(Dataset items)
■ ■ ■ ■ ■

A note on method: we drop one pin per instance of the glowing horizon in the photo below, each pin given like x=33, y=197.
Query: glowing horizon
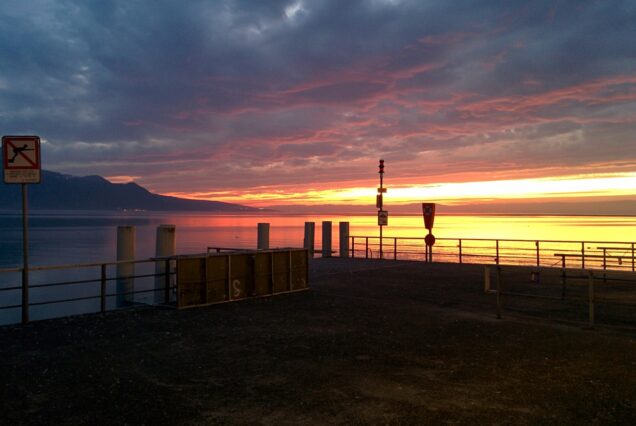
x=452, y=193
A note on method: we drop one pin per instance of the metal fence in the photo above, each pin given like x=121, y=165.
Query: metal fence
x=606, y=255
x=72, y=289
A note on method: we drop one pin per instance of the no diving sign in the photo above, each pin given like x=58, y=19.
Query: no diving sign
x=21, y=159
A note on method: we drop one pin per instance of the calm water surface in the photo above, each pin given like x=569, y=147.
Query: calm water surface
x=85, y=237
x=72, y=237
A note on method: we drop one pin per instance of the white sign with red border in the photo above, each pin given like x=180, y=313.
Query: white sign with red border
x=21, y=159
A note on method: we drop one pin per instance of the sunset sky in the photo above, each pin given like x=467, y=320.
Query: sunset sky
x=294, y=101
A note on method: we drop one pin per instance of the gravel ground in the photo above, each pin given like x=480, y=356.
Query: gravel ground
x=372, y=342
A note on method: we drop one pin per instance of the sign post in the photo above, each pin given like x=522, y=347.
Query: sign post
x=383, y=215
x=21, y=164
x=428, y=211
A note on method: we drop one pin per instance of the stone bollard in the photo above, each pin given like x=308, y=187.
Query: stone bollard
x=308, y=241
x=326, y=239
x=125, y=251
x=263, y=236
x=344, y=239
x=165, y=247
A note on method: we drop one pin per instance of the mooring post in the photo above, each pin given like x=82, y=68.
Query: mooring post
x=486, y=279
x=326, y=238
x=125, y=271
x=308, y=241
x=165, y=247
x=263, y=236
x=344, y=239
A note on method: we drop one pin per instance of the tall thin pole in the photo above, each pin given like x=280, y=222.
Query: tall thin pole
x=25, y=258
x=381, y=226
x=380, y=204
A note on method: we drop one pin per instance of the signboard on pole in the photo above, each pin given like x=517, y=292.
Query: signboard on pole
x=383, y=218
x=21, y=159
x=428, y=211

■ ■ ■ ■ ■

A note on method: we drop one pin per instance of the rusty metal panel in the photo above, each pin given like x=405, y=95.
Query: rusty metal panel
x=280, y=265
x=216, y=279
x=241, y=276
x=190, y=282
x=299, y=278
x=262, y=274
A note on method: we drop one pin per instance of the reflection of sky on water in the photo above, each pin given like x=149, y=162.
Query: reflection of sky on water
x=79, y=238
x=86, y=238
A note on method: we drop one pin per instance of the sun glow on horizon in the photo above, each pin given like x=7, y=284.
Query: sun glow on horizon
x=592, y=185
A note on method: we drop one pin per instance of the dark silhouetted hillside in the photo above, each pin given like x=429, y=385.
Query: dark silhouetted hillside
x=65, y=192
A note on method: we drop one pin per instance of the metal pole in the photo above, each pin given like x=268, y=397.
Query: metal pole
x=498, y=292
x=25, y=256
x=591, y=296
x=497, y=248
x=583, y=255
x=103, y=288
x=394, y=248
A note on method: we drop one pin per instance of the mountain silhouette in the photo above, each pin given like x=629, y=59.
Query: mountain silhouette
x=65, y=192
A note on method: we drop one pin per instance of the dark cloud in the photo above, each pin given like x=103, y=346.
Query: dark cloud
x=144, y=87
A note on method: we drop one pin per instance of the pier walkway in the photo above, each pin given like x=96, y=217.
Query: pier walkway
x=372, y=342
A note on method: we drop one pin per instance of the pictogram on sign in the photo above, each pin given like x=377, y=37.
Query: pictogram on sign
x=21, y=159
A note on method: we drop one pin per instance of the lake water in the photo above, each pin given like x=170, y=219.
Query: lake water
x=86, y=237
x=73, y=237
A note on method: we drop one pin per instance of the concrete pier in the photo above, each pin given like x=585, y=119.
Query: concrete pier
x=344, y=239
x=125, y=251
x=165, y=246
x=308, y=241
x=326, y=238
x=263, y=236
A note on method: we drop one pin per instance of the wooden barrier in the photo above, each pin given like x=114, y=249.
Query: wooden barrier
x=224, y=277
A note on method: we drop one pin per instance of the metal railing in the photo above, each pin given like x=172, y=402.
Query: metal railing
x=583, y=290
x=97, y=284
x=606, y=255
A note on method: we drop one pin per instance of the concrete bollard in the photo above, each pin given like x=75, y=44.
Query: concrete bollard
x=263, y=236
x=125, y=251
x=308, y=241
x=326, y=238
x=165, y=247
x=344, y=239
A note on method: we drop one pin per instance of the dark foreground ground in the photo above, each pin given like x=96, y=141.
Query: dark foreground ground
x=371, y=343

■ ■ ■ ■ ■

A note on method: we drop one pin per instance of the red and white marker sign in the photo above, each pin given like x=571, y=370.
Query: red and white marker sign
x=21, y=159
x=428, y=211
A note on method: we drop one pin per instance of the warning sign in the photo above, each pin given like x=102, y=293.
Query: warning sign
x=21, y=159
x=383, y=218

■ ■ ■ ■ ■

▶ [What to work on]: Begin at the line that contains "like x=585, y=119." and stop after the line that contains "x=371, y=343". Rewrite only those lines, replacing "concrete pier" with "stone jetty" and changing nothing else.

▶ [Response to the exercise]:
A note on method: we drop one pin per instance of the stone jetty in the photo above, each pin given like x=585, y=119.
Query: stone jetty
x=344, y=239
x=125, y=251
x=165, y=246
x=308, y=241
x=326, y=238
x=263, y=236
A note on method: we drop one pin per instance of the wooden barrier in the photo above, each pin given like x=114, y=249.
Query: wooden barrier
x=224, y=277
A note on method: we drop one pin per instance of the metal railing in the photo above, each pin given like x=172, y=402.
Query: metal railing
x=583, y=290
x=97, y=284
x=606, y=255
A note on method: we drop one pin per instance of the concrete bollard in the photo above, each pin given like x=75, y=44.
Query: concrete bollard
x=263, y=236
x=125, y=251
x=308, y=241
x=326, y=238
x=165, y=247
x=344, y=239
A note on method: we drop one pin per instance of the dark foreground ground in the photo above, each pin given like x=96, y=141.
Query: dark foreground ground
x=371, y=343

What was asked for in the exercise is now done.